Arconic Picks GE Veteran As Chief -- WSJ

This article is being republished as part of our daily reproduction of WSJ.com articles that also appeared in the U.S. print edition of The Wall Street Journal (October 24, 2017).

Aerospace parts specialist Arconic Inc. named former General Electric Co. executive Chip Blankenship as its new chief executive, seeking to bring an end to a year of management turmoil that included a bitter fight with an activist investor and the sudden resignation of its former chief.

Mr. Blankenship, the former head of GE's appliance business, will become Arconic's CEO on Jan. 15., the company said Monday. Interim CEO David Hess, who has run the company since April, will stay as a director.

The appointment came as Arconic missed quarterly earnings expectations because of rising aluminum prices and higher-than-expected costs supplying parts for new jet engines built by units of GE and United Technologies Corp., sending its shares down around 10%.

"Arconic needs improvement in performance across the board," Mr. Hess told analysts Monday.

Mr. Blankenship, 51 years old, steps into the top job in the aftermath of a dispute with activist investor Elliott Management Corp. and as the company deals with the fallout from its connection to a fatal June fire at Grenfell Tower in London.

Analysts said Monday's selloff reflects investors' anxiety about whether a new CEO will be able to deliver on the ambitious profit and margin-expansion targets established by his predecessor. "It's the lack of visibility on jet engine [parts] and the costs associated with them," said Josh Sullivan, an analyst for Seaport Global Securities.

Arconic, which separated from aluminum producer Alcoa a year ago, has been beset by operating problems that have kept the company from producing the high margins envisioned by the breakup. Amid shareholder concerns about the future direction and how to fix those issues, the process to hire a leader proved slow. Mr. Blankenship will be expected to install better cost controls and improve persistent efficiency and technical problems weighing on production, particularly in businesses acquired in recent years to expand Arconic's presence in high-value forgings and metals besides aluminum.

"It's important to get Chip in the seat in January and driving the execution at critical time," said Adam Karr of Orbis Investment Management LTD, Arconic's fourth-biggest holder and one who had previously called for change.

Arconic's disappointing performance led to activist investor Elliott Management initiating a campaign earlier this year to replace CEO Executive Klaus Kleinfeld. The ensuing mudslinging, which involved fights over competing slates of board candidates, culminated in April when Mr. Kleinfeld abruptly left the company after he sent a letter to the hedge fund that Elliott perceived as "a threat to intimidate or extort" the firm.

Arconic said Mr. Kleinfeld showed bad judgment, and they mutually decided he would step down. Arconic granted Elliott three more board seats in May.

☆ ☆ ☆ ☆

SET EXERCISE 1
Lay out the source records from the start through the line containing "column 275, row 149" as a numbered list, omitting blank lines and leaving out the pictures.

(Source records)
☆ ☆ ☆ ☆

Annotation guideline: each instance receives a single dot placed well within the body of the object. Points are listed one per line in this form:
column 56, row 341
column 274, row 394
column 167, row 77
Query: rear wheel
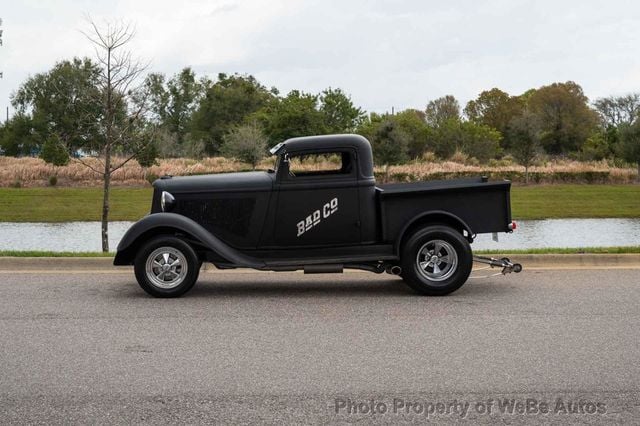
column 166, row 267
column 436, row 260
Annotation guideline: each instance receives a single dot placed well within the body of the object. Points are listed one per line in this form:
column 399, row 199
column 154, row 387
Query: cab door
column 318, row 201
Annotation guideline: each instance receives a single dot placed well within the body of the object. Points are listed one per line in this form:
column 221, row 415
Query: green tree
column 596, row 147
column 476, row 140
column 21, row 136
column 629, row 147
column 390, row 144
column 565, row 116
column 245, row 142
column 174, row 102
column 54, row 151
column 441, row 110
column 64, row 102
column 617, row 110
column 496, row 109
column 479, row 141
column 294, row 115
column 524, row 131
column 340, row 115
column 227, row 103
column 121, row 123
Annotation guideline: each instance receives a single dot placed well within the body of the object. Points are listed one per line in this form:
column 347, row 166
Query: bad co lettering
column 317, row 216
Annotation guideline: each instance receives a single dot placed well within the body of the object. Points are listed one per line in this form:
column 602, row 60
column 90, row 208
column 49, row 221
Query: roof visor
column 275, row 149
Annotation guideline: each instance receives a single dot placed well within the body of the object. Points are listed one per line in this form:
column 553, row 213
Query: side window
column 320, row 164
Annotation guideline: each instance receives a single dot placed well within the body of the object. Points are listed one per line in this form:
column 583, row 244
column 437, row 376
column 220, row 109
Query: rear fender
column 160, row 223
column 433, row 217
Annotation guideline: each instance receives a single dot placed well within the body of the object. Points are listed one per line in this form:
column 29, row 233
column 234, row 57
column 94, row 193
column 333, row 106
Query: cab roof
column 323, row 142
column 327, row 142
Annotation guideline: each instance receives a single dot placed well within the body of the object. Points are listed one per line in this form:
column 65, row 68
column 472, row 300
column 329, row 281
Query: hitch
column 504, row 263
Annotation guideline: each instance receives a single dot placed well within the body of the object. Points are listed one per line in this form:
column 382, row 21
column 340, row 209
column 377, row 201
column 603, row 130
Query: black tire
column 166, row 281
column 428, row 276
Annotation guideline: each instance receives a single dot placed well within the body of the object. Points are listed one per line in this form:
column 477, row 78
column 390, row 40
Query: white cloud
column 385, row 53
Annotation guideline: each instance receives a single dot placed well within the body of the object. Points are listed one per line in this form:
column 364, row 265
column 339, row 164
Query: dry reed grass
column 33, row 172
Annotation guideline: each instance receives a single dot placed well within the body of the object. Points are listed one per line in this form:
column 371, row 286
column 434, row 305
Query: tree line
column 237, row 116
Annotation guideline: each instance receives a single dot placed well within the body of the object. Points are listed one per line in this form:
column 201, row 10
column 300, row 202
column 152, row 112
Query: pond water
column 85, row 236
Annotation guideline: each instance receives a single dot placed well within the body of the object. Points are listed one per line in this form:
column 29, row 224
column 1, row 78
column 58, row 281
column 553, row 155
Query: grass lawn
column 528, row 202
column 575, row 201
column 584, row 250
column 71, row 204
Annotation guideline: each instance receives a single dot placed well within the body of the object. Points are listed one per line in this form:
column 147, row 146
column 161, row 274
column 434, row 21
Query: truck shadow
column 208, row 288
column 343, row 288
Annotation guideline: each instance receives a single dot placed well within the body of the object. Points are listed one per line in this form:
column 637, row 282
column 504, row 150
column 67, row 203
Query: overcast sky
column 383, row 53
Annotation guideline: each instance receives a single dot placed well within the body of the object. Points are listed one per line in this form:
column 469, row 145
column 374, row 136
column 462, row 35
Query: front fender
column 143, row 229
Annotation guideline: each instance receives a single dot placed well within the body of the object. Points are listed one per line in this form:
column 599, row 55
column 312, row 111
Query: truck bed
column 484, row 206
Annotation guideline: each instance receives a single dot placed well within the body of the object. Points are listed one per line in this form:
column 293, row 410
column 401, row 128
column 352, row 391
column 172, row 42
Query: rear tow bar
column 504, row 263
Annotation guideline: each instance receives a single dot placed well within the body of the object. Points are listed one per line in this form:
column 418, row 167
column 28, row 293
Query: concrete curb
column 528, row 261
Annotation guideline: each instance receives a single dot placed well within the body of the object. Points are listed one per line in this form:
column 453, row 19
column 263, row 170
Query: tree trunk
column 105, row 199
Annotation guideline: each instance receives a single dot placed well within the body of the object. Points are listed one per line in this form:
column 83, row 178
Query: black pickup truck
column 320, row 210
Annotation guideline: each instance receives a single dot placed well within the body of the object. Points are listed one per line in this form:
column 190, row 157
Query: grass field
column 528, row 202
column 584, row 250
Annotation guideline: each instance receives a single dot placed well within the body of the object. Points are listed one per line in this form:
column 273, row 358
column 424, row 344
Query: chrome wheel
column 437, row 260
column 166, row 267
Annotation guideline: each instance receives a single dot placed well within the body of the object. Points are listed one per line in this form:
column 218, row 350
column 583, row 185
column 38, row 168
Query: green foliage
column 629, row 147
column 617, row 110
column 390, row 144
column 64, row 101
column 54, row 152
column 565, row 116
column 412, row 122
column 20, row 136
column 596, row 147
column 496, row 109
column 442, row 110
column 246, row 143
column 524, row 131
column 339, row 113
column 174, row 102
column 225, row 104
column 147, row 154
column 292, row 116
column 475, row 140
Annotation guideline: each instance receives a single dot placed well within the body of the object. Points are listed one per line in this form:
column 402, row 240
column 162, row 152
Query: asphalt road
column 268, row 347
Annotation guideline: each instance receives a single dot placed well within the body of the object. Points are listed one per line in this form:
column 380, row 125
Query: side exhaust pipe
column 393, row 270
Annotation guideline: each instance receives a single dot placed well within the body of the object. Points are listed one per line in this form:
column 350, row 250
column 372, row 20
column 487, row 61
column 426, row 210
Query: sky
column 385, row 54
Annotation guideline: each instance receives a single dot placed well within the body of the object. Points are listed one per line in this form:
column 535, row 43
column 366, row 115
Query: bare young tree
column 122, row 121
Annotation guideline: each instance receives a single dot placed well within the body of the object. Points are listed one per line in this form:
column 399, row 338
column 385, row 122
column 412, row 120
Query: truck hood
column 223, row 182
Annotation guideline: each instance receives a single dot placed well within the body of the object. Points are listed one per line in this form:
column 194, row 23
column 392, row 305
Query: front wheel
column 166, row 267
column 436, row 260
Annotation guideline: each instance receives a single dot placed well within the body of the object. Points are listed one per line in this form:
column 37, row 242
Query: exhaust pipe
column 393, row 270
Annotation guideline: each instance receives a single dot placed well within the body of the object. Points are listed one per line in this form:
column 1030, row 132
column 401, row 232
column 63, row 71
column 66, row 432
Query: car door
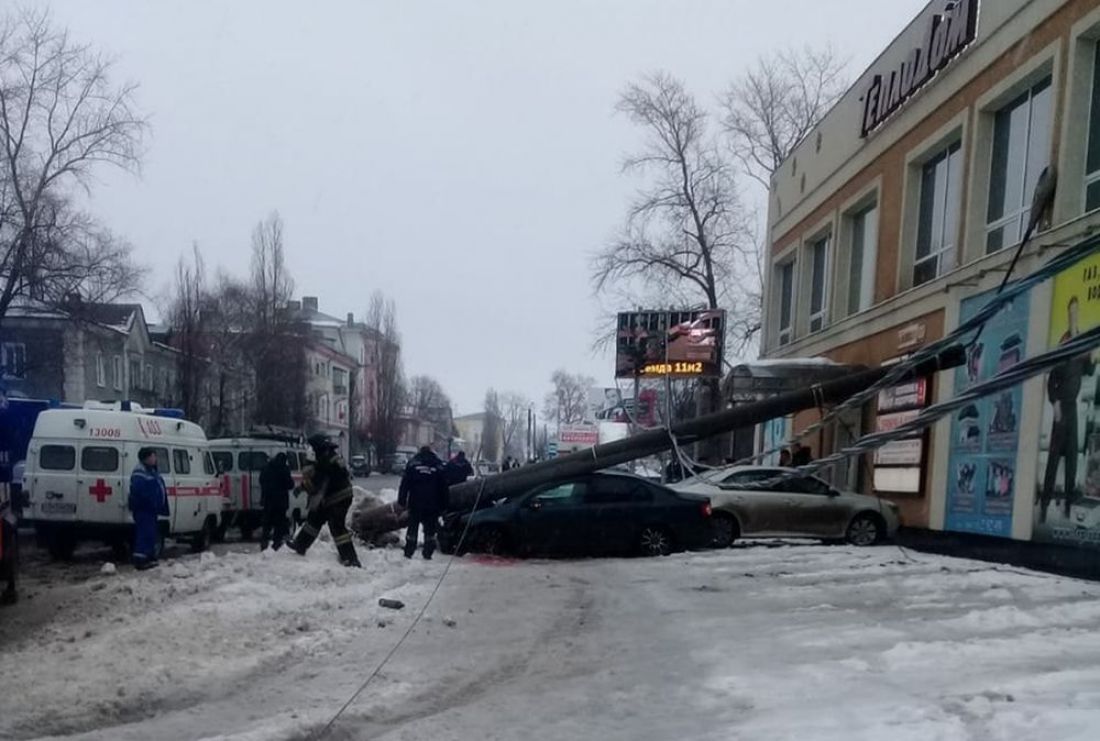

☆ ☆ ☆ ☆

SET EXERCISE 2
Reproduce the stretch of the Arconic article from "The appointment came" through "Tower in London.", swapping "aluminum" for "titanium".

WORKED ANSWER 1
1. Annotation guideline: each instance receives a single dot placed well within the body of the object. Points are listed one per line in this form:
2. column 56, row 341
3. column 274, row 394
4. column 167, row 77
5. Query: rear wheel
6. column 166, row 267
7. column 436, row 260
8. Annotation guideline: each instance receives a single dot placed well within the body of the object. Points are listed one per line in this form:
9. column 399, row 199
10. column 154, row 387
11. Query: cab door
12. column 318, row 201
13. Annotation guideline: each instance receives a single dot placed well within the body of the object. Points are listed one per line in this form:
14. column 221, row 415
15. Query: green tree
16. column 596, row 147
17. column 476, row 140
18. column 21, row 136
19. column 629, row 147
20. column 390, row 144
21. column 565, row 116
22. column 245, row 142
23. column 174, row 102
24. column 54, row 151
25. column 441, row 110
26. column 64, row 102
27. column 617, row 110
28. column 496, row 109
29. column 479, row 141
30. column 294, row 115
31. column 524, row 131
32. column 340, row 115
33. column 227, row 103
34. column 121, row 123
35. Annotation guideline: each instance receives a single dot placed well within the body of the object. Points are listed one per line in this form:
36. column 347, row 166
37. Query: bad co lettering
38. column 317, row 216
39. Annotation guideline: each instance receives a single dot placed well within the body of the object. Points are listed one per line in this form:
40. column 602, row 60
41. column 90, row 208
42. column 49, row 221
43. Query: roof visor
44. column 275, row 149

WORKED ANSWER 2
The appointment came as Arconic missed quarterly earnings expectations because of rising titanium prices and higher-than-expected costs supplying parts for new jet engines built by units of GE and United Technologies Corp., sending its shares down around 10%.

"Arconic needs improvement in performance across the board," Mr. Hess told analysts Monday.

Mr. Blankenship, 51 years old, steps into the top job in the aftermath of a dispute with activist investor Elliott Management Corp. and as the company deals with the fallout from its connection to a fatal June fire at Grenfell Tower in London.